### TEXT FOR ANALYSIS ###

Turner by comparison, painted the atmospheric envelope more than the objects contained within it and like Leonardo’s dissolving tree, he also acknowledged death and dissolution inherent in life. But Turner wanted something gloriously radiant as well. He wanted to infuse the whole painting with life. This meant shadows which previously were anonymous would now become coloured too. Finding equivalents for these required imagination, and a leap into the unknown. He experimented with coloured balls, the kind you might see on a Christmas tree, to help him discover more intense colour reflections for the spherical nature of sea and sky. The results were strange, some colours seemed overstated (Monet felt Turner didn’t pay enough attention to the “values”, the relation of colours to each other) and the space made by these colours belonged to the world of tonal painting, like the paintings of Claude Lorrain. Turner’s coloured shadows are incongruous because he wasn’t able to find new forms with these.
There were exceptions however, strange interiors like the ones at Petworth, whose spaces resemble a seascape in a storm, instead of a drawing room and an extraordinary recumbent nude, “Reclining Venus”, 1828 ( Tate Britain). Venus resembles a fish and the bedroom she is in, another heaving seascape. The head in this painting was painted by someone else, Turner’s companion at the time, Sir Charles Eastlake. In spite of this, the painting is I believe, Turner’s unknown masterpiece. Every colour and shape is in motion and forms swell and billow out toward the viewer, but are checked by counter movements which restore the flatness of the canvas. This painting transcends time and is one of the few Turners which can stand comparison with Titian, Manet or Matisse.

### RECORD EXCERPTS ###

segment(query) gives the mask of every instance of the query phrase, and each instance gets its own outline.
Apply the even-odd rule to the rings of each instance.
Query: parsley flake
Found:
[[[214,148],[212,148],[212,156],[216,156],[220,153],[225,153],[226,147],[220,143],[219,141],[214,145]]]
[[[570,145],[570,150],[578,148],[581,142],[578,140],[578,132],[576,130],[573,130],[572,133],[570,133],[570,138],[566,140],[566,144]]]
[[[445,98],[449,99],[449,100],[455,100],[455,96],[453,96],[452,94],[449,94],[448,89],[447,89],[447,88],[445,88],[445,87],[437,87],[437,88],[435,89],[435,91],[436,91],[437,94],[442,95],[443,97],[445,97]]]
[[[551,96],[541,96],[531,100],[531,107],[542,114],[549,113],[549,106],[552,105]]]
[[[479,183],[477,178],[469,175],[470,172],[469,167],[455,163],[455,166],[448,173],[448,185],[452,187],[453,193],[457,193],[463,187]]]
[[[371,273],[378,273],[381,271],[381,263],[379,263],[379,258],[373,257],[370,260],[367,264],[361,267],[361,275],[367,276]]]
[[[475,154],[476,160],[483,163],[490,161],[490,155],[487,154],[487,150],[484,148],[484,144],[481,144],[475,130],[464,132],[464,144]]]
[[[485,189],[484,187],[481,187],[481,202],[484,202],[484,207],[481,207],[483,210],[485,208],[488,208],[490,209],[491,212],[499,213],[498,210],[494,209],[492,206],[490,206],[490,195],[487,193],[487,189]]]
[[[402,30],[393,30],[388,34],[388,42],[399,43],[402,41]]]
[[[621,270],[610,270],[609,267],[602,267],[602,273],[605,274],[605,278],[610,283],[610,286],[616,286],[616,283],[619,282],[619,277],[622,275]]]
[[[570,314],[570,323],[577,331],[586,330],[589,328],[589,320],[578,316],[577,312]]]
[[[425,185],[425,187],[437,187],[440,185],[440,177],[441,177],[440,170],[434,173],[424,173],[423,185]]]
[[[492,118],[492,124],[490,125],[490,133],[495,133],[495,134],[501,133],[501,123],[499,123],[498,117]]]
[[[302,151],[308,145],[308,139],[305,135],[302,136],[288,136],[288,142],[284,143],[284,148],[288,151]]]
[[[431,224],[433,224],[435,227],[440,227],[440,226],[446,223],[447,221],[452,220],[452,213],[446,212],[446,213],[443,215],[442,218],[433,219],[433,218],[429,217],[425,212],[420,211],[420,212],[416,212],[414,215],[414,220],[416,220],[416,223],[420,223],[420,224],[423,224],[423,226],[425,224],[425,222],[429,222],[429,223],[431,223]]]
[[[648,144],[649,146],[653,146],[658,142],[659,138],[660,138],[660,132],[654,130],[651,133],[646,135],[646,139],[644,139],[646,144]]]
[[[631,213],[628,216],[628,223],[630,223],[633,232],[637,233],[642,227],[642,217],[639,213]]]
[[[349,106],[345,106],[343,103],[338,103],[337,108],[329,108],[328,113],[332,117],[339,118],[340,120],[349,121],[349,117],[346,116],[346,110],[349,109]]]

###

YOUR TASK: Can you retype everything in the passage on Turner from "There were exceptions" down to "Manet or Matisse.", word for word?

SOLUTION FOR THIS PROBLEM:
There were exceptions however, strange interiors like the ones at Petworth, whose spaces resemble a seascape in a storm, instead of a drawing room and an extraordinary recumbent nude, “Reclining Venus”, 1828 ( Tate Britain). Venus resembles a fish and the bedroom she is in, another heaving seascape. The head in this painting was painted by someone else, Turner’s companion at the time, Sir Charles Eastlake. In spite of this, the painting is I believe, Turner’s unknown masterpiece. Every colour and shape is in motion and forms swell and billow out toward the viewer, but are checked by counter movements which restore the flatness of the canvas. This painting transcends time and is one of the few Turners which can stand comparison with Titian, Manet or Matisse.